** Task instructions **
If an entry holds a picture, leave that picture out; copy everything else exactly.

################

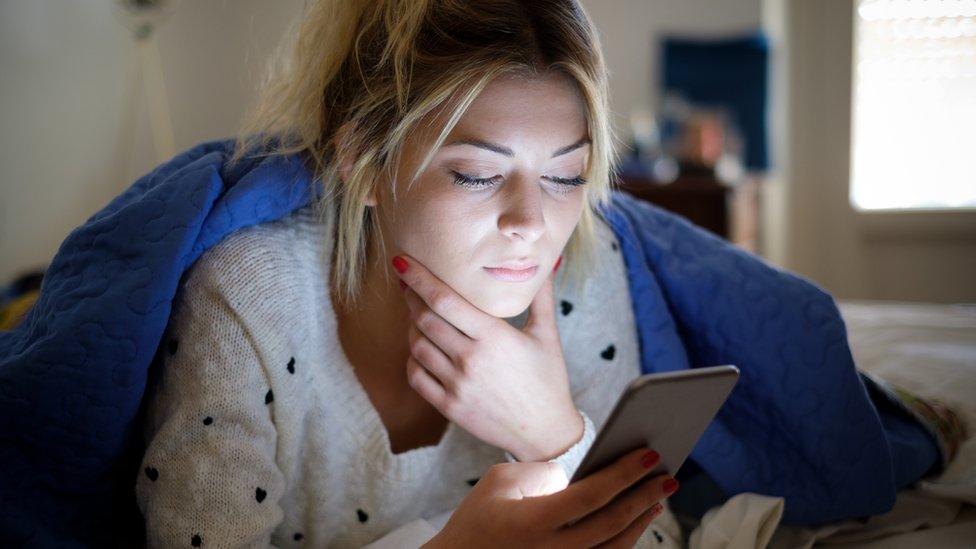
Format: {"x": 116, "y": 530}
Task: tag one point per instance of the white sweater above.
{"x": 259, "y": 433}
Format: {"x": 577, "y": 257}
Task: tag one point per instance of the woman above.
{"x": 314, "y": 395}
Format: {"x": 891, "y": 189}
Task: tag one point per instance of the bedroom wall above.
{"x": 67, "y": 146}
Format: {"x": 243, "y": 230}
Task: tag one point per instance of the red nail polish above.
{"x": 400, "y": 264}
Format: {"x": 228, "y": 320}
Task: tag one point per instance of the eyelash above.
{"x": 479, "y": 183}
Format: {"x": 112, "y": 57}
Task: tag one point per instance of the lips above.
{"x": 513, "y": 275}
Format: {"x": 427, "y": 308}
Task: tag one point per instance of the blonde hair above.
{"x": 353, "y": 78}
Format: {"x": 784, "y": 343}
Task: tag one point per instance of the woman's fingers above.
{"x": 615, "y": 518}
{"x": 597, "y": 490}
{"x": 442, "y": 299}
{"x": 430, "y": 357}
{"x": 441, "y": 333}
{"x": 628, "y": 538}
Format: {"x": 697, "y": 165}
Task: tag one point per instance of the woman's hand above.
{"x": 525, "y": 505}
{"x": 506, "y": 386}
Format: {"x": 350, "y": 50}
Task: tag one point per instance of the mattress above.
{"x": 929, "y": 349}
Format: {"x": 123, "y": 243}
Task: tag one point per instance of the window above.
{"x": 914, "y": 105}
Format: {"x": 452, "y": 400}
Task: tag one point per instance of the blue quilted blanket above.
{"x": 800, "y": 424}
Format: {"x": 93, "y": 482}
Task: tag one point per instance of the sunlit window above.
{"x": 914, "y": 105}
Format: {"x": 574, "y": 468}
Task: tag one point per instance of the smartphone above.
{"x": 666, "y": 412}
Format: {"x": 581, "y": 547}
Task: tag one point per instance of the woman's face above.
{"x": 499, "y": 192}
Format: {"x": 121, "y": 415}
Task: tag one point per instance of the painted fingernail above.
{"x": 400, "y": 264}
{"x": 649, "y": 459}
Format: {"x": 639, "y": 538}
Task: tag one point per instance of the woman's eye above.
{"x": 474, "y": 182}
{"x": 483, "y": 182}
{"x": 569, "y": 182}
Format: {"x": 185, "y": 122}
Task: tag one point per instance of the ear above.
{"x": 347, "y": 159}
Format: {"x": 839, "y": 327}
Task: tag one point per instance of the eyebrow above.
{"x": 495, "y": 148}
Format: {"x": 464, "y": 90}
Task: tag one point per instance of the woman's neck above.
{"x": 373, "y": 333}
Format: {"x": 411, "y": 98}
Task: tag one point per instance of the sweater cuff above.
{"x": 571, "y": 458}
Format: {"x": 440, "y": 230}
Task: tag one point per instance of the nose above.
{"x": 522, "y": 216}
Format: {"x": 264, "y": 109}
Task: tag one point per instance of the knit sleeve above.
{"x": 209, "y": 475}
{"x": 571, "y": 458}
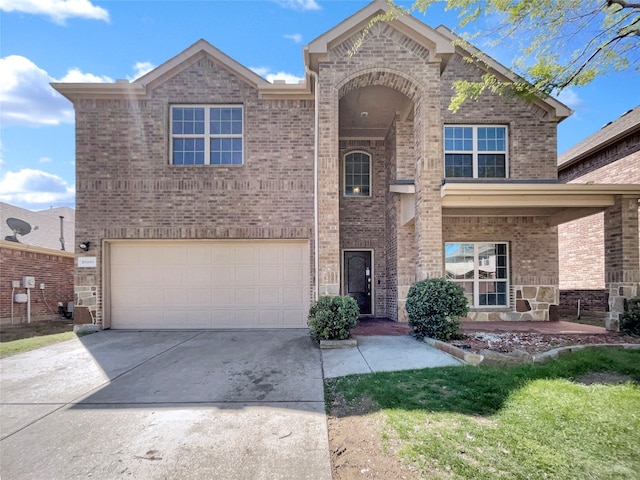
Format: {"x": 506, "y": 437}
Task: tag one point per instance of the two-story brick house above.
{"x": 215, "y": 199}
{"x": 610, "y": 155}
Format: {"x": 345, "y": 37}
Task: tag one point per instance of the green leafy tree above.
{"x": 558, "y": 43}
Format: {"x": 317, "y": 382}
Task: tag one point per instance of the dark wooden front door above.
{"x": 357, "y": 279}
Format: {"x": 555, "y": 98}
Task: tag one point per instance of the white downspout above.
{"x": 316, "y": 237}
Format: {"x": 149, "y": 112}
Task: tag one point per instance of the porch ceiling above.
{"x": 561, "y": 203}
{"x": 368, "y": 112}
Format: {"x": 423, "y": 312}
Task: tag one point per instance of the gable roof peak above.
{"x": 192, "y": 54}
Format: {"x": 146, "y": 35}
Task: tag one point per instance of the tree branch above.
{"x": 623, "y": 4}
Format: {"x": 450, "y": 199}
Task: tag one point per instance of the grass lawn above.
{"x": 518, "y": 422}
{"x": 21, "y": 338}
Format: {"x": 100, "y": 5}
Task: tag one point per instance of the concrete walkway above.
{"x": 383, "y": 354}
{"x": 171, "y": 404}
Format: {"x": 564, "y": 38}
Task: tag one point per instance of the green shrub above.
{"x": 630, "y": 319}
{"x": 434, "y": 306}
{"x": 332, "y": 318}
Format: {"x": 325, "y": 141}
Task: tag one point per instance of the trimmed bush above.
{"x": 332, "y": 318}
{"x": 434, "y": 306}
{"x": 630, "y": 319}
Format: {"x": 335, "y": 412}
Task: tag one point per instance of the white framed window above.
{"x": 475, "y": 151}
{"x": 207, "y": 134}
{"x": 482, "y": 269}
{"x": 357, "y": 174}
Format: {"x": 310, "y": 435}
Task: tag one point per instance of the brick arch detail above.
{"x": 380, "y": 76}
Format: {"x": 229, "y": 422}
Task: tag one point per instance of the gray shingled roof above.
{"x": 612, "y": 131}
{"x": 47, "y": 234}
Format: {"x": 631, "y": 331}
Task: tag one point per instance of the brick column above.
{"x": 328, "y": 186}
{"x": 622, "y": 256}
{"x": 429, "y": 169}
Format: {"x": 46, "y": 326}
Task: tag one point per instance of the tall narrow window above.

################

** Answer section **
Format: {"x": 116, "y": 530}
Task: tag one point per instance of the white sweater above.
{"x": 259, "y": 433}
Format: {"x": 577, "y": 257}
Task: tag one point per instance of the woman above.
{"x": 314, "y": 395}
Format: {"x": 891, "y": 189}
Task: tag one point per instance of the bedroom wall above.
{"x": 67, "y": 146}
Format: {"x": 243, "y": 230}
Task: tag one point per instance of the red nail polish above.
{"x": 400, "y": 264}
Format: {"x": 228, "y": 320}
Task: tag one point per instance of the eyelash above.
{"x": 479, "y": 183}
Format: {"x": 112, "y": 57}
Task: tag one point per instance of the lips above.
{"x": 513, "y": 275}
Format: {"x": 427, "y": 308}
Task: tag one point per instance of the blonde hair above.
{"x": 353, "y": 78}
Format: {"x": 784, "y": 343}
Task: tag one point per instance of the woman's fingers above.
{"x": 615, "y": 518}
{"x": 597, "y": 490}
{"x": 442, "y": 299}
{"x": 430, "y": 357}
{"x": 441, "y": 333}
{"x": 628, "y": 538}
Format: {"x": 697, "y": 165}
Task: tag one point per instance of the woman's hand above.
{"x": 525, "y": 505}
{"x": 506, "y": 386}
Format: {"x": 350, "y": 50}
Task: tag one point per instance of the mattress above.
{"x": 929, "y": 349}
Format: {"x": 123, "y": 243}
Task: tag one point per instance of the window above.
{"x": 914, "y": 105}
Format: {"x": 452, "y": 400}
Task: tag one point per instance of the blue quilted blanket above.
{"x": 800, "y": 424}
Format: {"x": 93, "y": 482}
Task: tag one point per instance of the sunlit window above.
{"x": 914, "y": 105}
Format: {"x": 574, "y": 468}
Task: tag one point per instance of the smartphone above.
{"x": 666, "y": 412}
Format: {"x": 581, "y": 547}
Task: tag one point per instance of the woman's face above.
{"x": 499, "y": 192}
Format: {"x": 121, "y": 415}
Task: tag one point per instance of the painted fingernail above.
{"x": 400, "y": 264}
{"x": 649, "y": 459}
Format: {"x": 639, "y": 538}
Task: tag one point per instance of the woman's eye above.
{"x": 474, "y": 182}
{"x": 483, "y": 182}
{"x": 569, "y": 182}
Format: {"x": 185, "y": 122}
Task: tag one point per instance of the ear above.
{"x": 347, "y": 159}
Format: {"x": 839, "y": 327}
Task: tag one point per instance of the eyebrow above.
{"x": 495, "y": 148}
Format: {"x": 464, "y": 90}
Task: tag one point per instance of the woman's neck above.
{"x": 373, "y": 333}
Format: {"x": 411, "y": 98}
Task: tag one point per instance of the sweater cuff above.
{"x": 571, "y": 458}
Format: {"x": 440, "y": 230}
Task: tag one point per instance of the nose above.
{"x": 522, "y": 216}
Format: {"x": 264, "y": 109}
Task: tag one point per instance of the knit sleeve above.
{"x": 209, "y": 475}
{"x": 571, "y": 458}
Format: {"x": 506, "y": 437}
Task: tag one point per instance of the two-story brick house above.
{"x": 215, "y": 199}
{"x": 610, "y": 155}
Format: {"x": 345, "y": 37}
Task: tag one point per instance of the green leafy tree above.
{"x": 558, "y": 43}
Format: {"x": 317, "y": 382}
Task: tag one point per instance of the dark wooden front door above.
{"x": 357, "y": 279}
Format: {"x": 555, "y": 98}
Task: tag one point per instance of the white downspout above.
{"x": 316, "y": 237}
Format: {"x": 149, "y": 112}
Task: tag one point per instance of the porch ceiling above.
{"x": 561, "y": 203}
{"x": 368, "y": 112}
Format: {"x": 423, "y": 312}
Task: tag one point per instance of the gable roof peak above.
{"x": 192, "y": 54}
Format: {"x": 146, "y": 35}
Task: tag one point per instance of the tree branch above.
{"x": 623, "y": 4}
Format: {"x": 450, "y": 199}
Task: tag one point per instance of the grass lawn above.
{"x": 518, "y": 422}
{"x": 21, "y": 338}
Format: {"x": 100, "y": 5}
Task: tag one point per instance of the concrete walkway above.
{"x": 383, "y": 354}
{"x": 171, "y": 404}
Format: {"x": 564, "y": 38}
Task: tag one point per instance of the green shrub above.
{"x": 630, "y": 319}
{"x": 434, "y": 306}
{"x": 332, "y": 318}
Format: {"x": 325, "y": 141}
Task: tag one point per instance of the trimmed bush above.
{"x": 332, "y": 318}
{"x": 434, "y": 306}
{"x": 630, "y": 319}
Format: {"x": 335, "y": 412}
Task: tag one point per instance of the white framed window above.
{"x": 475, "y": 151}
{"x": 207, "y": 134}
{"x": 482, "y": 269}
{"x": 357, "y": 174}
Format: {"x": 310, "y": 435}
Task: tag one point per instance of the brick arch detail above.
{"x": 380, "y": 76}
Format: {"x": 229, "y": 422}
Task: tag one point per instance of the gray shingled roof above.
{"x": 612, "y": 131}
{"x": 47, "y": 234}
Format: {"x": 631, "y": 331}
Task: tag one point per instance of the brick column above.
{"x": 328, "y": 186}
{"x": 622, "y": 256}
{"x": 429, "y": 169}
Format: {"x": 46, "y": 326}
Task: tag one point per instance of the tall narrow window above.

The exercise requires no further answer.